=== Given data ===
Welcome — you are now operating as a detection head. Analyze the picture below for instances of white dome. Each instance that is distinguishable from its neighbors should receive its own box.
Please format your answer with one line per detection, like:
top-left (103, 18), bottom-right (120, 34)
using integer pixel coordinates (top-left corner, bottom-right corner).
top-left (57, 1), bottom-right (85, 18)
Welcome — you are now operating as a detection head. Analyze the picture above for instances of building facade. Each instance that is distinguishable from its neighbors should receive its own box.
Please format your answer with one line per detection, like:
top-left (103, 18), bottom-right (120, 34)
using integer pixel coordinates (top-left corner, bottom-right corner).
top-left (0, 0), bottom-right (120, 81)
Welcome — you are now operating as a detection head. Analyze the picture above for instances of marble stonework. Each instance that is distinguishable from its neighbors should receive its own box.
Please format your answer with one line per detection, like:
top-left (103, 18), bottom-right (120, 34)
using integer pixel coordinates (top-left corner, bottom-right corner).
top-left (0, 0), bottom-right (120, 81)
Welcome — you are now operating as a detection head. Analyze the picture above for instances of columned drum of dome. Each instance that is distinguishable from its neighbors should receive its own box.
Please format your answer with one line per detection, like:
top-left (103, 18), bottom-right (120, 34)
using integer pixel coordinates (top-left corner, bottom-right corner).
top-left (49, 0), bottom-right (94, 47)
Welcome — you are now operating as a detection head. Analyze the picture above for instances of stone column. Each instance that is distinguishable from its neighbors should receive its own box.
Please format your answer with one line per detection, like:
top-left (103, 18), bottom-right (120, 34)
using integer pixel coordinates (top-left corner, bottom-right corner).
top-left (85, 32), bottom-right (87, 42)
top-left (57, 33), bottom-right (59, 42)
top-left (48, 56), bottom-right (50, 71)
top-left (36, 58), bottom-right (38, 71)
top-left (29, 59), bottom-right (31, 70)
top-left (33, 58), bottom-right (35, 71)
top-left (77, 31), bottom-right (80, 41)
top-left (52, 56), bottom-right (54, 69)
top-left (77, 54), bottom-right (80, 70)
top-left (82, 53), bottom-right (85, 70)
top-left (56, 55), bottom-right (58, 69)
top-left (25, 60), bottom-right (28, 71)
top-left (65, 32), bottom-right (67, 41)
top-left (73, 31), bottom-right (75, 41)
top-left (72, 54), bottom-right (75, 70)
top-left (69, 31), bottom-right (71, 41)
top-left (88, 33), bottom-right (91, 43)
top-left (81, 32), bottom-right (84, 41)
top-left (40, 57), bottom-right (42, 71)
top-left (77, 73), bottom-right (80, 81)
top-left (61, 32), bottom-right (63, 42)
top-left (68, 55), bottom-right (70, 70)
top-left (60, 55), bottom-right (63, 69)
===
## Your instructions
Convert every line of the data above into a JSON list of strings, one string per line, with blank lines omitted.

## Correct output
[
  "Welcome — you are now operating as a detection head. Analyze the picture below for instances of white dome. Each instance that is distinguishable from its neighbors should receive its own box.",
  "Please format your answer with one line per detection, like:",
  "top-left (103, 18), bottom-right (120, 34)",
  "using integer pixel coordinates (top-left corner, bottom-right corner).",
  "top-left (57, 1), bottom-right (85, 18)",
  "Welcome — you are now operating as a detection head. Analyze the picture above for instances of building facade. Each instance that is distinguishable from its neighbors should receive its own box.",
  "Please format your answer with one line per detection, like:",
  "top-left (103, 18), bottom-right (120, 34)",
  "using integer pixel coordinates (top-left corner, bottom-right corner).",
  "top-left (0, 0), bottom-right (120, 81)",
  "Welcome — you are now operating as a detection head. Analyze the picture above for instances of marble stonework. Each instance that is distinguishable from its neighbors should receive its own box.",
  "Please format your answer with one line per detection, like:",
  "top-left (103, 18), bottom-right (120, 34)",
  "using integer pixel coordinates (top-left corner, bottom-right corner).",
  "top-left (0, 0), bottom-right (120, 81)",
  "Welcome — you are now operating as a detection head. Analyze the picture above for instances of columned drum of dome. Each instance that is distinguishable from its neighbors should receive its own box.",
  "Please format your answer with one line per detection, like:",
  "top-left (103, 18), bottom-right (120, 34)",
  "using integer pixel coordinates (top-left corner, bottom-right corner).",
  "top-left (49, 0), bottom-right (94, 47)",
  "Welcome — you are now operating as a detection head. Analyze the picture above for instances of stone column. Each instance that is distinguishable from its neighbors should receive its own box.",
  "Please format your answer with one line per detection, like:",
  "top-left (103, 18), bottom-right (120, 34)",
  "using integer pixel coordinates (top-left corner, bottom-right corner).",
  "top-left (85, 32), bottom-right (87, 42)",
  "top-left (57, 33), bottom-right (59, 42)",
  "top-left (48, 56), bottom-right (50, 71)",
  "top-left (36, 58), bottom-right (38, 71)",
  "top-left (29, 59), bottom-right (31, 70)",
  "top-left (33, 58), bottom-right (35, 71)",
  "top-left (77, 31), bottom-right (80, 41)",
  "top-left (52, 56), bottom-right (54, 69)",
  "top-left (77, 54), bottom-right (80, 70)",
  "top-left (82, 53), bottom-right (85, 70)",
  "top-left (56, 55), bottom-right (58, 69)",
  "top-left (25, 60), bottom-right (28, 71)",
  "top-left (65, 32), bottom-right (67, 41)",
  "top-left (73, 31), bottom-right (75, 41)",
  "top-left (72, 54), bottom-right (75, 70)",
  "top-left (69, 31), bottom-right (71, 41)",
  "top-left (88, 33), bottom-right (91, 43)",
  "top-left (81, 32), bottom-right (84, 41)",
  "top-left (40, 57), bottom-right (42, 71)",
  "top-left (77, 73), bottom-right (80, 81)",
  "top-left (61, 32), bottom-right (63, 42)",
  "top-left (68, 55), bottom-right (70, 70)",
  "top-left (60, 55), bottom-right (63, 69)"
]